▶ [SUPPLIED INFORMATION]
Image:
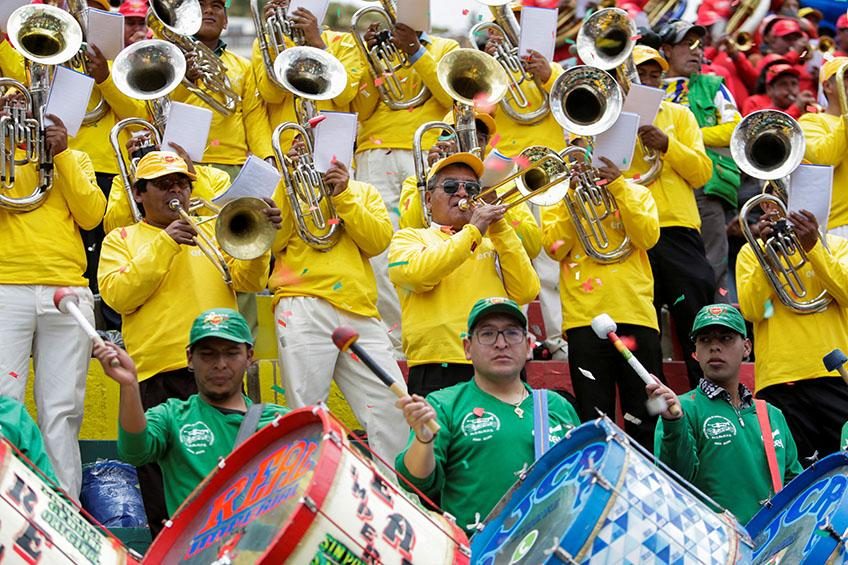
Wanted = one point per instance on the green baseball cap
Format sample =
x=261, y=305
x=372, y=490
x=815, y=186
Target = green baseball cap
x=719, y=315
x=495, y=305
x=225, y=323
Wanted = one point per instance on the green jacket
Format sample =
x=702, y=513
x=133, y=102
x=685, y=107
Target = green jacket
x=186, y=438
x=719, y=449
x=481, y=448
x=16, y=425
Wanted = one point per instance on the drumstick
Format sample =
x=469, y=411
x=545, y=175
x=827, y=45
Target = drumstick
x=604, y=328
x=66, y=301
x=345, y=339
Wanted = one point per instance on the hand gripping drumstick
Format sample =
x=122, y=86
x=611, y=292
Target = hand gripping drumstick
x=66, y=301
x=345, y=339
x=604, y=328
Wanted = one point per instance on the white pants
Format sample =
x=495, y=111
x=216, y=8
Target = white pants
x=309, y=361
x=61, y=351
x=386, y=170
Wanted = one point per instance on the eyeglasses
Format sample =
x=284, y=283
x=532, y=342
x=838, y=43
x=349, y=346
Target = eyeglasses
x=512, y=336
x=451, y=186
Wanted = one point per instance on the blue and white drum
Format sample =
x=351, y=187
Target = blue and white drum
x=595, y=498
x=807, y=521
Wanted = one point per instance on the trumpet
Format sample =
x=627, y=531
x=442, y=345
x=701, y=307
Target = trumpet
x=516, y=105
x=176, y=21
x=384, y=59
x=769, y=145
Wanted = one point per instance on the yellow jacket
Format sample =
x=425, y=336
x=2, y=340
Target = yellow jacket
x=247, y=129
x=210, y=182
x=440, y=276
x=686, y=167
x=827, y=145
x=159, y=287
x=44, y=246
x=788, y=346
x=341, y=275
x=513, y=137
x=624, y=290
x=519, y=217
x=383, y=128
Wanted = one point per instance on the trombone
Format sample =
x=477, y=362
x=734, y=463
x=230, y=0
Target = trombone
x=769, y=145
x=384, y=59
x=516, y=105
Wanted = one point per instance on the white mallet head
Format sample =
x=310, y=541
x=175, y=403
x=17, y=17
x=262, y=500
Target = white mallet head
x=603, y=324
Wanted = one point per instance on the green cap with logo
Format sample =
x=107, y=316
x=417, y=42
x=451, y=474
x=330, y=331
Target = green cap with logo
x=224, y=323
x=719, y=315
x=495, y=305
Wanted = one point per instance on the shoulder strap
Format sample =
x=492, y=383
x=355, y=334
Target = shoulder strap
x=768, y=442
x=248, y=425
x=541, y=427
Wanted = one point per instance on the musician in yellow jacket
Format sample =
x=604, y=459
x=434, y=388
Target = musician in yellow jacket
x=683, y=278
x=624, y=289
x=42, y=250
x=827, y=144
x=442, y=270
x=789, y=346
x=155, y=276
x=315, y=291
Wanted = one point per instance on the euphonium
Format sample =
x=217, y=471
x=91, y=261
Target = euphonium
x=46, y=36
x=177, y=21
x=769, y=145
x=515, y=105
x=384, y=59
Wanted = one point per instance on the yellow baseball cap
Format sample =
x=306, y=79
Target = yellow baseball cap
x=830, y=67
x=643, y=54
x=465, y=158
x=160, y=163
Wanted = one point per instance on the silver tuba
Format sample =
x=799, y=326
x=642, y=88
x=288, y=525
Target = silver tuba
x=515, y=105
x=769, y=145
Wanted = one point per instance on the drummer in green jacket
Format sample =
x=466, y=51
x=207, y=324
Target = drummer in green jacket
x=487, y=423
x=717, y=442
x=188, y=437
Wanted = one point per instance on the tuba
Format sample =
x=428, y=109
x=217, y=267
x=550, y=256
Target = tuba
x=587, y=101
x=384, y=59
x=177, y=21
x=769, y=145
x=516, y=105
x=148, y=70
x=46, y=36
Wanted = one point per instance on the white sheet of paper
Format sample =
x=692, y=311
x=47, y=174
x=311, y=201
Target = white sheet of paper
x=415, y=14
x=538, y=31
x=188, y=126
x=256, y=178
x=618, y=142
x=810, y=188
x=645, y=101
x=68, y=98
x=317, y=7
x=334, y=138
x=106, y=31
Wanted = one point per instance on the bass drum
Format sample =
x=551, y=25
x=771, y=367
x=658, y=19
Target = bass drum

▶ [STATED GOAL] Update the listing lines from the one containing "Wanted = one point per instance on the bass" through the end of the listing, changing "bass drum" to "kick drum" and leaving everything else as is. Return only those lines.

▶ [ANSWER]
Wanted = one point per instance on the kick drum
Format sample =
x=551, y=25
x=771, y=367
x=658, y=19
Target = kick drum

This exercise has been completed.